>> START

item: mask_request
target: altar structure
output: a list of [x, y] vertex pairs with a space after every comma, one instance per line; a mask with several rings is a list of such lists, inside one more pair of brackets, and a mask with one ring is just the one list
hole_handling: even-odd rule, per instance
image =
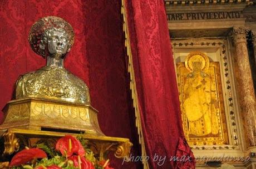
[[255, 2], [165, 3], [196, 168], [256, 168]]

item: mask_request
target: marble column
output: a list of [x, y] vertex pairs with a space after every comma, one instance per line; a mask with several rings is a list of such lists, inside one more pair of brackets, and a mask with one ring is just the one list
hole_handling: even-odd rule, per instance
[[252, 36], [253, 38], [253, 50], [254, 51], [254, 58], [256, 64], [256, 30], [252, 31]]
[[244, 27], [234, 27], [233, 37], [237, 52], [234, 61], [240, 110], [243, 118], [247, 146], [252, 147], [255, 146], [256, 101], [246, 39], [248, 31]]

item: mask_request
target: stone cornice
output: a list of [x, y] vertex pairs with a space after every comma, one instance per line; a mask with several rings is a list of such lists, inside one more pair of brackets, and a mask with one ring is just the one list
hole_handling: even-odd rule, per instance
[[253, 4], [252, 0], [165, 0], [166, 6], [199, 6], [204, 4]]

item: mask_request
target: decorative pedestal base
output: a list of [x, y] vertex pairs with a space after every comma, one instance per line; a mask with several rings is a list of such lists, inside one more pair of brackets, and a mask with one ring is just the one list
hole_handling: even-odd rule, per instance
[[60, 132], [11, 129], [4, 132], [3, 137], [0, 139], [0, 152], [3, 155], [0, 158], [0, 161], [8, 161], [8, 156], [14, 152], [22, 150], [26, 146], [32, 147], [39, 142], [47, 141], [51, 142], [54, 146], [58, 138], [66, 135], [79, 135], [87, 140], [88, 147], [100, 161], [106, 160], [108, 153], [111, 151], [115, 152], [117, 158], [125, 158], [130, 155], [132, 146], [128, 139], [86, 134], [75, 135]]
[[90, 105], [27, 98], [11, 101], [3, 110], [6, 117], [0, 132], [16, 128], [105, 135], [99, 125], [98, 112]]
[[40, 143], [55, 148], [58, 138], [77, 135], [88, 141], [88, 147], [99, 160], [110, 152], [117, 158], [129, 156], [129, 139], [106, 136], [98, 123], [97, 111], [90, 105], [52, 100], [27, 98], [9, 102], [0, 125], [0, 169], [7, 167], [10, 156]]

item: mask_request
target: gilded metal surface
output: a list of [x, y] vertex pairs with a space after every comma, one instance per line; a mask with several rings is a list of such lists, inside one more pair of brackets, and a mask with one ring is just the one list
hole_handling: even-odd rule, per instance
[[43, 18], [33, 25], [28, 38], [31, 48], [47, 57], [47, 66], [20, 76], [16, 99], [37, 98], [90, 104], [86, 84], [63, 68], [74, 35], [71, 25], [58, 17]]
[[42, 41], [45, 39], [45, 33], [51, 29], [65, 31], [67, 36], [67, 40], [70, 48], [74, 43], [75, 33], [72, 26], [62, 18], [50, 16], [41, 18], [36, 22], [32, 27], [28, 41], [31, 48], [38, 55], [46, 57], [47, 53], [42, 48]]
[[177, 64], [186, 138], [190, 145], [228, 144], [219, 63], [191, 53]]
[[90, 105], [27, 98], [9, 102], [0, 130], [9, 128], [66, 129], [104, 135], [97, 111]]
[[22, 75], [16, 83], [16, 99], [37, 98], [90, 104], [89, 89], [63, 68], [46, 66]]

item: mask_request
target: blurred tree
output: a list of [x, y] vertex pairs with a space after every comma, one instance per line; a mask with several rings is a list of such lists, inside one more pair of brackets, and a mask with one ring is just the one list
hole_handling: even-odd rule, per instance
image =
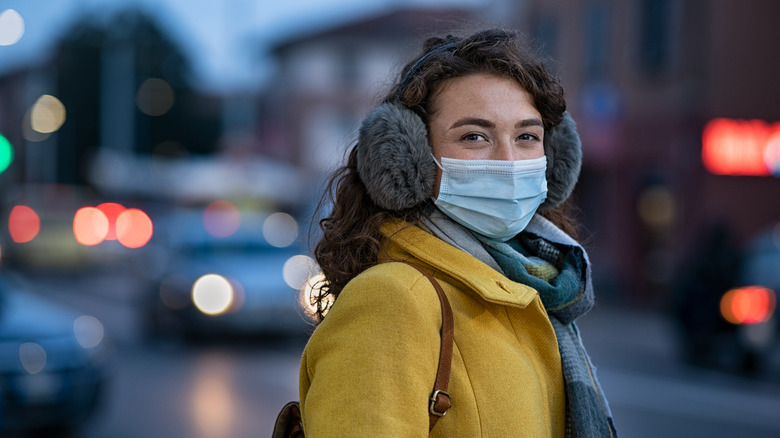
[[68, 114], [59, 133], [58, 182], [86, 183], [97, 148], [170, 155], [176, 145], [177, 154], [215, 152], [219, 100], [192, 86], [186, 56], [142, 12], [76, 22], [56, 66], [58, 97]]

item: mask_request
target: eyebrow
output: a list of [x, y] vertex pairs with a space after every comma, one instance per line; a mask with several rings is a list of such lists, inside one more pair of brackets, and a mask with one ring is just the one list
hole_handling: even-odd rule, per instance
[[[450, 129], [453, 128], [459, 128], [461, 126], [466, 125], [475, 125], [480, 126], [482, 128], [495, 128], [495, 123], [491, 122], [490, 120], [480, 119], [479, 117], [464, 117], [462, 119], [459, 119], [455, 121], [455, 123], [450, 126]], [[537, 118], [532, 119], [523, 119], [520, 120], [515, 124], [515, 128], [525, 128], [528, 126], [544, 126], [542, 124], [542, 121]]]

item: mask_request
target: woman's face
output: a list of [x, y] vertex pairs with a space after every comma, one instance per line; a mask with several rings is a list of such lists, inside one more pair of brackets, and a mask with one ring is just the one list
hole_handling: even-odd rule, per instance
[[[544, 156], [542, 116], [512, 79], [473, 74], [445, 81], [431, 100], [433, 156], [461, 160], [528, 160]], [[436, 193], [441, 170], [436, 168]]]

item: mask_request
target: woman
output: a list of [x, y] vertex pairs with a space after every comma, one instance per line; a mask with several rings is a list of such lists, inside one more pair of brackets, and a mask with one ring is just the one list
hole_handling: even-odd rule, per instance
[[561, 207], [581, 162], [565, 109], [511, 32], [431, 38], [403, 69], [331, 181], [308, 437], [428, 435], [441, 310], [400, 261], [454, 313], [452, 407], [430, 436], [615, 435], [574, 325], [593, 292]]

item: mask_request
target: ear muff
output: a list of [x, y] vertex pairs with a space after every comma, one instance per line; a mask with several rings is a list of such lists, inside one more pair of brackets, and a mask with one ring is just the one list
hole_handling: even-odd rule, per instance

>> END

Render every line of the records above as a Markdown table with the columns "Row" and "Line," numbering each row and omitting blank lines. Leave the pictures out of the answer.

| Row | Line |
|---|---|
| 1 | item: mask_request |
| 2 | target: altar structure |
| 3 | output: a list of [x, y] vertex pairs with a space after every comma, one instance per line; a mask with several rings is a list of such lists, inside one more pair of brackets, and a mask with one ring is just the one list |
| 4 | hole_handling: even-odd rule, per instance |
| 5 | image = |
| 6 | [[255, 2], [165, 3], [196, 168], [256, 168]] |
| 7 | item: mask_request |
| 8 | target: marble column |
| 9 | output: a list of [x, y] vertex pairs with a space after every comma, one instance per line; a mask with several rings is a list of such lists, inside one more pair of brackets, and a mask with one ring is just the one list |
| 10 | hole_handling: even-odd rule, per instance |
| 11 | [[252, 36], [253, 38], [253, 50], [254, 51], [254, 58], [256, 64], [256, 30], [252, 31]] |
| 12 | [[244, 27], [234, 27], [233, 37], [237, 52], [234, 61], [240, 110], [243, 118], [247, 146], [252, 147], [255, 146], [256, 101], [246, 39], [248, 31]] |
| 13 | item: mask_request |
| 14 | target: stone cornice |
| 15 | output: a list of [x, y] vertex pairs with a space after every comma, one instance per line; a mask with several rings is a list of such lists, inside one more pair of brackets, and a mask with one ring is just the one list |
| 16 | hole_handling: even-odd rule, per instance |
| 17 | [[253, 4], [252, 0], [165, 0], [166, 6], [199, 6], [204, 4]] |
| 18 | item: mask_request |
| 19 | target: decorative pedestal base |
| 20 | output: a list of [x, y] vertex pairs with a space after every comma, one instance per line; a mask with several rings is a list of such lists, inside one more pair of brackets, and a mask with one ring is just the one list |
| 21 | hole_handling: even-odd rule, per instance |
| 22 | [[60, 132], [11, 129], [4, 132], [3, 137], [0, 139], [0, 152], [3, 155], [0, 158], [0, 161], [8, 161], [8, 156], [14, 152], [22, 150], [26, 146], [32, 147], [39, 142], [47, 141], [51, 142], [54, 146], [58, 138], [66, 135], [79, 135], [87, 140], [88, 147], [100, 161], [106, 160], [108, 153], [111, 151], [115, 152], [117, 158], [125, 158], [130, 155], [132, 146], [128, 139], [86, 134], [75, 135]] |
| 23 | [[90, 105], [27, 98], [11, 101], [3, 110], [6, 117], [0, 132], [16, 128], [105, 135], [99, 125], [98, 112]] |
| 24 | [[40, 143], [55, 148], [58, 138], [77, 135], [88, 141], [88, 147], [99, 160], [110, 152], [117, 158], [129, 156], [129, 139], [106, 136], [98, 123], [97, 111], [90, 105], [52, 100], [27, 98], [9, 102], [0, 125], [0, 169], [7, 167], [10, 156]] |
| 25 | item: mask_request |
| 26 | target: gilded metal surface |
| 27 | output: a list of [x, y] vertex pairs with a space after every comma, one instance per line; a mask with several rings is a list of such lists, inside one more pair of brackets, and a mask with one ring is just the one list |
| 28 | hole_handling: even-odd rule, per instance |
| 29 | [[43, 18], [33, 25], [28, 38], [31, 48], [47, 57], [47, 66], [20, 76], [16, 99], [37, 98], [90, 104], [86, 84], [63, 68], [74, 35], [71, 25], [58, 17]] |
| 30 | [[42, 41], [45, 39], [45, 33], [51, 29], [65, 31], [67, 36], [67, 40], [70, 48], [74, 43], [75, 33], [72, 26], [62, 18], [50, 16], [41, 18], [36, 22], [32, 27], [28, 41], [31, 48], [38, 55], [46, 57], [47, 53], [42, 48]] |
| 31 | [[177, 64], [186, 138], [190, 145], [228, 144], [219, 63], [191, 53]] |
| 32 | [[90, 105], [27, 98], [9, 102], [0, 130], [9, 128], [66, 129], [104, 135], [97, 111]] |
| 33 | [[22, 75], [16, 83], [16, 99], [37, 98], [90, 104], [89, 89], [63, 68], [46, 66]] |
| 34 | item: mask_request |
| 35 | target: blurred tree |
| 36 | output: a list of [x, y] vertex pairs with a space after every comma, one instance per line; a mask with several rings is a list of such lists, inside one more pair of brackets, and a mask with one ring is just the one list |
| 37 | hole_handling: even-odd rule, per instance |
| 38 | image = |
| 39 | [[68, 114], [59, 133], [58, 182], [86, 183], [97, 148], [170, 155], [176, 145], [177, 154], [215, 152], [219, 100], [192, 86], [186, 56], [142, 12], [76, 22], [56, 66], [58, 97]] |
| 40 | item: mask_request |
| 41 | target: eyebrow |
| 42 | output: a list of [x, y] vertex pairs with a space after every comma, one instance per line; a mask with several rings is a list of such lists, inside one more pair of brackets, and a mask with one ring is just the one list |
| 43 | hole_handling: even-odd rule, per instance |
| 44 | [[[450, 129], [453, 128], [459, 128], [461, 126], [466, 125], [475, 125], [480, 126], [482, 128], [495, 128], [495, 123], [491, 122], [490, 120], [480, 119], [479, 117], [464, 117], [462, 119], [459, 119], [455, 121], [455, 123], [450, 126]], [[537, 118], [532, 119], [523, 119], [520, 120], [515, 124], [515, 128], [525, 128], [528, 126], [544, 126], [542, 124], [542, 121]]] |
| 45 | item: mask_request |
| 46 | target: woman's face |
| 47 | output: a list of [x, y] vertex pairs with a space after every comma, one instance per line; a mask with several rings is a list of such lists, inside one more pair of brackets, and a mask with one ring is just the one list |
| 48 | hole_handling: even-odd rule, per instance |
| 49 | [[[544, 156], [542, 116], [512, 79], [473, 74], [445, 81], [431, 100], [433, 156], [461, 160], [528, 160]], [[436, 193], [441, 170], [436, 168]]] |
| 50 | item: mask_request |
| 51 | target: woman |
| 52 | output: a list of [x, y] vertex pairs with a space after every comma, one instance per line; a mask with several rings is a list of such lists, inside one more pair of brackets, and a mask with one ring is just the one list |
| 53 | hole_handling: even-odd rule, per instance |
| 54 | [[561, 207], [581, 162], [565, 109], [511, 32], [431, 38], [403, 69], [331, 181], [308, 437], [428, 435], [441, 310], [400, 261], [454, 313], [452, 407], [430, 436], [615, 435], [574, 325], [593, 292]] |
| 55 | item: mask_request |
| 56 | target: ear muff |
| 57 | output: a list of [x, y] vertex pairs with a space after every comma, one instance per line; a mask with several rings is a list of such lists, inside one more pair of brackets, and a mask with one ring is just the one list |
| 58 | hole_handling: even-odd rule, per instance |